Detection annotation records
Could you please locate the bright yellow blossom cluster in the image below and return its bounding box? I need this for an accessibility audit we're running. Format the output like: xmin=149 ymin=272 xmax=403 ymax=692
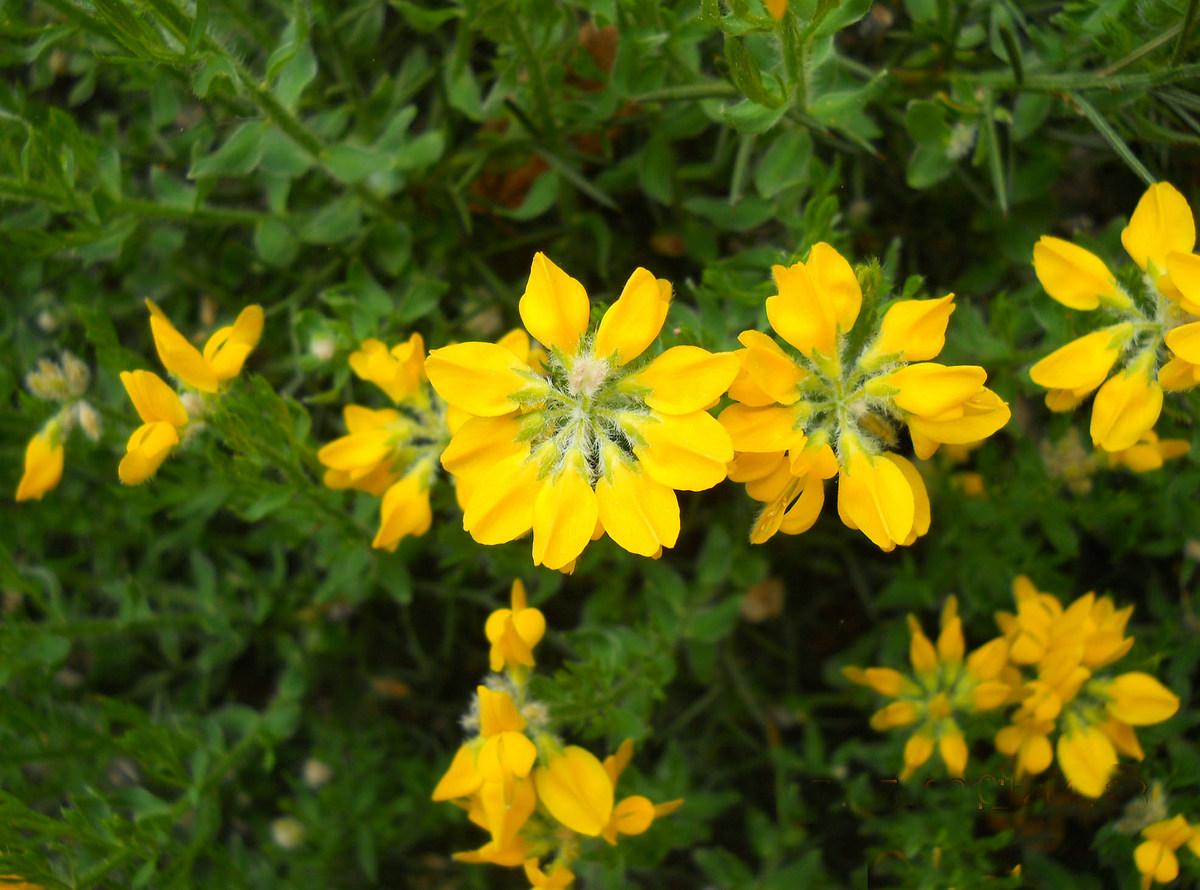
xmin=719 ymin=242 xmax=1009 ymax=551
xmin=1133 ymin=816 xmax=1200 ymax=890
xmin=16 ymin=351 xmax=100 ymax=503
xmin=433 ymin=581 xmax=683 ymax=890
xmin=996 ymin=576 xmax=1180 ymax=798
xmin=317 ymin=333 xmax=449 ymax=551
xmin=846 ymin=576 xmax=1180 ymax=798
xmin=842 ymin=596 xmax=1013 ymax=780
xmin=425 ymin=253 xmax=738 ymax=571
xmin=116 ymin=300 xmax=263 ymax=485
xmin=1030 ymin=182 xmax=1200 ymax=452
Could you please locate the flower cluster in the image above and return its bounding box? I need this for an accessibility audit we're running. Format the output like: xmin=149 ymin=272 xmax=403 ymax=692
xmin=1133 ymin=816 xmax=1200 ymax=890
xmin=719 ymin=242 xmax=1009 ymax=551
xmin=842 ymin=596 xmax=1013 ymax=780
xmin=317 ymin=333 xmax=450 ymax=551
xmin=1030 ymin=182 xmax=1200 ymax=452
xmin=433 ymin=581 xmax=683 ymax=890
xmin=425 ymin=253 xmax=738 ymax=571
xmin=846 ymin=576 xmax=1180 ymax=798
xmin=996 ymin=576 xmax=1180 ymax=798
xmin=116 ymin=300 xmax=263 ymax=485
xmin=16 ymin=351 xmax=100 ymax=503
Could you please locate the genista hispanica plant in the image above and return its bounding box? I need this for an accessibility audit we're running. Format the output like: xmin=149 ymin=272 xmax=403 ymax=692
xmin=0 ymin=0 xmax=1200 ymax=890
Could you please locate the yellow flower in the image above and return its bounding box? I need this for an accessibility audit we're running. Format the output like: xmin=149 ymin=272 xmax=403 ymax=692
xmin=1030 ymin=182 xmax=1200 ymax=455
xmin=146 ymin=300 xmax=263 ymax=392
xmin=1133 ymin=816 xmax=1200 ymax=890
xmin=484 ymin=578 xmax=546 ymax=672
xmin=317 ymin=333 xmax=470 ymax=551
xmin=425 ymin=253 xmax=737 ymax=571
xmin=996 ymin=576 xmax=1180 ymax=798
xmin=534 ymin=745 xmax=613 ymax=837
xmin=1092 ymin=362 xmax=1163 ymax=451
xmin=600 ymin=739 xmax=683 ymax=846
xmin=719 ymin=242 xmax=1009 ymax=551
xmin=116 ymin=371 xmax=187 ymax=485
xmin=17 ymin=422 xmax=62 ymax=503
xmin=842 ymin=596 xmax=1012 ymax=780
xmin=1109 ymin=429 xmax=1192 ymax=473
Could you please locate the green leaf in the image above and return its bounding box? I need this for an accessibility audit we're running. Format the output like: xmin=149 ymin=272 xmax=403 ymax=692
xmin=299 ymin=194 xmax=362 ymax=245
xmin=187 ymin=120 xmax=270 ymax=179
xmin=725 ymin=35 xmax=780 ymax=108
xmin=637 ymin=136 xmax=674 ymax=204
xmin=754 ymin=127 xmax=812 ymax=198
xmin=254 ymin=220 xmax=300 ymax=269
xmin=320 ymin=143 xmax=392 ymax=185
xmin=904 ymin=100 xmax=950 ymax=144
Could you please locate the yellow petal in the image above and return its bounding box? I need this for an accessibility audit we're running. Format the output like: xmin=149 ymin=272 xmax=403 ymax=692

● To be done
Write out again the records starting at the line containing "Could you please locate the green" and ending at the line containing "xmin=904 ymin=100 xmax=950 ymax=144", requests included. Subtract 143 from every coordinate in the answers.

● Reply
Could you please locate the green leaf in the image above and return its bounding box? I need this for an accessibility audit we're running. Format the output like: xmin=149 ymin=272 xmax=403 ymax=692
xmin=156 ymin=51 xmax=219 ymax=102
xmin=44 ymin=-23 xmax=127 ymax=36
xmin=582 ymin=-108 xmax=637 ymax=-35
xmin=494 ymin=-7 xmax=531 ymax=61
xmin=611 ymin=-16 xmax=669 ymax=55
xmin=111 ymin=77 xmax=157 ymax=126
xmin=177 ymin=0 xmax=249 ymax=42
xmin=761 ymin=-43 xmax=807 ymax=1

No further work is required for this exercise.